> _STUDY QUESTIONS_:
(1) Reproduce the portion of the Edna Staebler biography that begins at the words "Staebler received a" and stops after the words "Canada in 1996.".
(2) Name every periodical that the Edna Staebler biography lists as a publication Staebler wrote articles for.
(3) Condense the paragraph of the Edna Staebler biography that opens with "Staebler received a BA" into a bulleted list of its main facts.

- Born: Cora Margaret Cress January 15, 1906 Berlin, Ontario (now Kitchener, Ontario)
- Died: September 12, 2006 (aged 100) Waterloo, Ontario, Canada
- Occupations: writer, philanthropist
- Writing career
- Genres: Non-fiction, historical non-fiction, creative non-fiction essay, literary criticism, Mennonite cooking
- Notable works: Food That Really Schmecks cookbook series, Namesake for the Edna Staebler Award

= Edna Staebler =

Canadian cookbook writer

Edna Staebler (January 15, 1906 – September 12, 2006) was a Canadian writer and literary journalist, best known for her series of cookbooks, particularly Food That Really Schmecks. While the book contains Mennonite recipes, the content also includes stories and anecdotes about life and home cooking in the rural areas of the Waterloo Region.

== Life ==

Edna Staebler was born in Berlin, Ontario (renamed Kitchener during World War I) in 1906 and grew up there.

Edna's birth certificate shows her name was originally registered as Cora Margaret Cress and later changed, (by annotation on birth certificate referencing a 1910 letter), to Edna Louisa Cress. She was the daughter of machinist, John Gerp Cress (7 April 1875 – 23 October 1932) and Louise Cress (née Sattler) (24 January 1881 – 8 March 1972) who were married 15 July 1903.

Staebler received a BA from the University of Toronto and a teacher's certificate from the Ontario College of Education. Staebler married in 1933, but divorced in 1962. Beginning in 1948, she wrote articles for Maclean's, Chatelaine, Saturday Night, Reader's Digest, Star Weekly and other newspapers and magazines; she has also written non-fiction with Canadian themes. In 1991, she established an award for creative non-fiction, awarded annually by Wilfrid Laurier University. Staebler was awarded membership to the Order of Canada in 1996.

She died of a stroke in Waterloo, Ontario, in 2006 at the age of 100.

(Referring expression data)

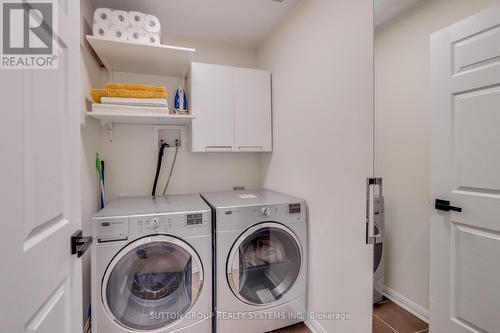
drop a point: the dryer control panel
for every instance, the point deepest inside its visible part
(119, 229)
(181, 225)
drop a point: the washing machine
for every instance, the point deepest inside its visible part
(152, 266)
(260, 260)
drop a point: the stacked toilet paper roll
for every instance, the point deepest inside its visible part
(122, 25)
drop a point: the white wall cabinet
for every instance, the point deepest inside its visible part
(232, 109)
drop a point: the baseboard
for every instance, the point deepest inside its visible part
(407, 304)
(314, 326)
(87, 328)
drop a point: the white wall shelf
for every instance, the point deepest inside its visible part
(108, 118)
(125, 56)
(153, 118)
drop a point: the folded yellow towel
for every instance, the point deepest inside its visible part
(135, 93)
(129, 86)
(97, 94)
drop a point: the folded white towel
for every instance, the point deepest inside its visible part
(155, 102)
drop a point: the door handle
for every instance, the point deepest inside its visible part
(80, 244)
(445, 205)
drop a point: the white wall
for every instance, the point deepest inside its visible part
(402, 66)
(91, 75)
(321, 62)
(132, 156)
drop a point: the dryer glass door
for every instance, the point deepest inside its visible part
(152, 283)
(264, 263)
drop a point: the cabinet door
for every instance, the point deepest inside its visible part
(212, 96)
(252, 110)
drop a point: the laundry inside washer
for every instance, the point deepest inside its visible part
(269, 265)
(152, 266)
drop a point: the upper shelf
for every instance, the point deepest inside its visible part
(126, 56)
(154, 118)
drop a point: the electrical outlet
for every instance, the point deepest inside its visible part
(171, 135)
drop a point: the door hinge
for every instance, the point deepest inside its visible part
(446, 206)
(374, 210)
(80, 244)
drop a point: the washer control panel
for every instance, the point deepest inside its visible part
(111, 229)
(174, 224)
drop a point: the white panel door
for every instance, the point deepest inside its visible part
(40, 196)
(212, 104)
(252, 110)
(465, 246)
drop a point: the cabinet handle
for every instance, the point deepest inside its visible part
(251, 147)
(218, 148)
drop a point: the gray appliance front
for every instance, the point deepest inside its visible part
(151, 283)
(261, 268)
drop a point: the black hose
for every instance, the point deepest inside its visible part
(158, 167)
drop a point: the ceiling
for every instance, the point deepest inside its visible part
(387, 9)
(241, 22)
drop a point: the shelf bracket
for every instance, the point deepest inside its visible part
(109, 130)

> _TASK-BY-TASK SOLUTIONS_:
(1)
Staebler received a BA from the University of Toronto and a teacher's certificate from the Ontario College of Education. Staebler married in 1933, but divorced in 1962. Beginning in 1948, she wrote articles for Maclean's, Chatelaine, Saturday Night, Reader's Digest, Star Weekly and other newspapers and magazines; she has also written non-fiction with Canadian themes. In 1991, she established an award for creative non-fiction, awarded annually by Wilfrid Laurier University. Staebler was awarded membership to the Order of Canada in 1996.

(2)
- Maclean's
- Chatelaine
- Saturday Night
- Reader's Digest
- Star Weekly

(3)
- Earned a BA from the University of Toronto and a teacher's certificate from the Ontario College of Education
- Married in 1933 and divorced in 1962
- From 1948 on, wrote articles for Maclean's, Chatelaine, Saturday Night, Reader's Digest, Star Weekly and other newspapers and magazines, as well as non-fiction with Canadian themes
- In 1991, founded an annual creative non-fiction award presented by Wilfrid Laurier University
- Received membership in the Order of Canada in 1996